* _Given exercise_: Select and copy every line of the records that contains the string "grass", matching case exactly.

━━━ Material for this exercise ━━━

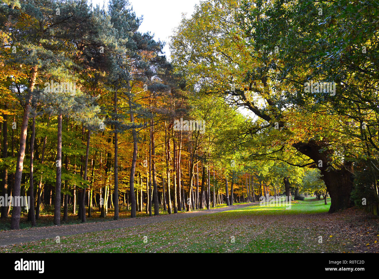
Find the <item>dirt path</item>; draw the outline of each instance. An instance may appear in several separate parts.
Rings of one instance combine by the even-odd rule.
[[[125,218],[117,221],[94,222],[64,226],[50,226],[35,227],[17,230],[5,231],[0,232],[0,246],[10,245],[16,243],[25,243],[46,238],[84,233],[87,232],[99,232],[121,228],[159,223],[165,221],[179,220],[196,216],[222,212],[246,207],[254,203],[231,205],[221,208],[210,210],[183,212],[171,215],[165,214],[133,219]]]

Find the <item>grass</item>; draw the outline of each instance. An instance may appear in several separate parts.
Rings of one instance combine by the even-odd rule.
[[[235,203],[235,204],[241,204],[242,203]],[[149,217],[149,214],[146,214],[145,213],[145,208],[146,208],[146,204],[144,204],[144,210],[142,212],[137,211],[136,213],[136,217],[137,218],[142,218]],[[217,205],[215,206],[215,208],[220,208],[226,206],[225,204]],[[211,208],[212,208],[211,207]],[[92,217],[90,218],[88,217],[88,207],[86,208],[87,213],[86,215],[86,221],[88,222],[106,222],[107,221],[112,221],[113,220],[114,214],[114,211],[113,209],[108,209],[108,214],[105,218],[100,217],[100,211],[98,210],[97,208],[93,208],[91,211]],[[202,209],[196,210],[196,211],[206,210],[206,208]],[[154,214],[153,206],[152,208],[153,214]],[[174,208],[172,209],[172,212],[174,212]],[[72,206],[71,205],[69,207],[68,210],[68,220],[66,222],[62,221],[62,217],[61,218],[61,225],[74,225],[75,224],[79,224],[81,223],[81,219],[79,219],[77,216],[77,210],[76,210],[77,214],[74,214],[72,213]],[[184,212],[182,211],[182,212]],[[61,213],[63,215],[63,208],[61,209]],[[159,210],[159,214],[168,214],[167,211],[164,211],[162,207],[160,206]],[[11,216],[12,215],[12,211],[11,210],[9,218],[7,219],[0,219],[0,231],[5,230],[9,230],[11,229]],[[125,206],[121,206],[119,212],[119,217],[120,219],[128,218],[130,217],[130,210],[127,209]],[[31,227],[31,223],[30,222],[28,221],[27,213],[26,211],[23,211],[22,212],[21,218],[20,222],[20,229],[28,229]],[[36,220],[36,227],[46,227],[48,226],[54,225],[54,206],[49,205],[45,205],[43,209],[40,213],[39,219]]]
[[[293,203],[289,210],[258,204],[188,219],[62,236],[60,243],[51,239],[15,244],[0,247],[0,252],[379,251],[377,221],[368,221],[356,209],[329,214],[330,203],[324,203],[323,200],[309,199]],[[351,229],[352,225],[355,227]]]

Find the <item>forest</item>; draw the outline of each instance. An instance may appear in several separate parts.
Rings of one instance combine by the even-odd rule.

━━━
━━━ Material for this exercise ━━━

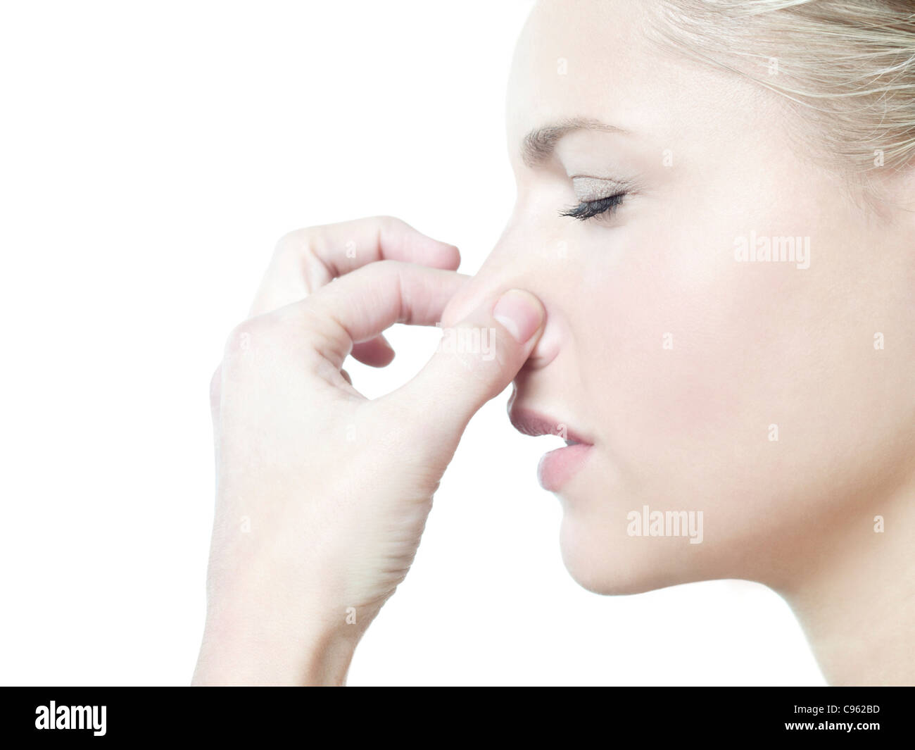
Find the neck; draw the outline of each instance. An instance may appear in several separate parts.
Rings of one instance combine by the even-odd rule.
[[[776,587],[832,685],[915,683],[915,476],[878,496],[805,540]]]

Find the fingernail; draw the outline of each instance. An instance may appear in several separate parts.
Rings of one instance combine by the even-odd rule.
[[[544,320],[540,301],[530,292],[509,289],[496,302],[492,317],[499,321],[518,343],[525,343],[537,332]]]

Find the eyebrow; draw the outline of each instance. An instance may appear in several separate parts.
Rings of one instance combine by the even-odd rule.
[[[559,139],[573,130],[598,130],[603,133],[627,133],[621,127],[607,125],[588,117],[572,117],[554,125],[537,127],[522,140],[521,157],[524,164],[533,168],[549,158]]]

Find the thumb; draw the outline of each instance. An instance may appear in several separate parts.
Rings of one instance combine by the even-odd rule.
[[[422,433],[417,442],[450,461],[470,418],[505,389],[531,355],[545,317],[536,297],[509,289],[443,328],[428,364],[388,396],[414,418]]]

━━━

* _Correct result_:
Find the <item>grass</item>; draw the outline of each instance. An instance may appear in several separate parts.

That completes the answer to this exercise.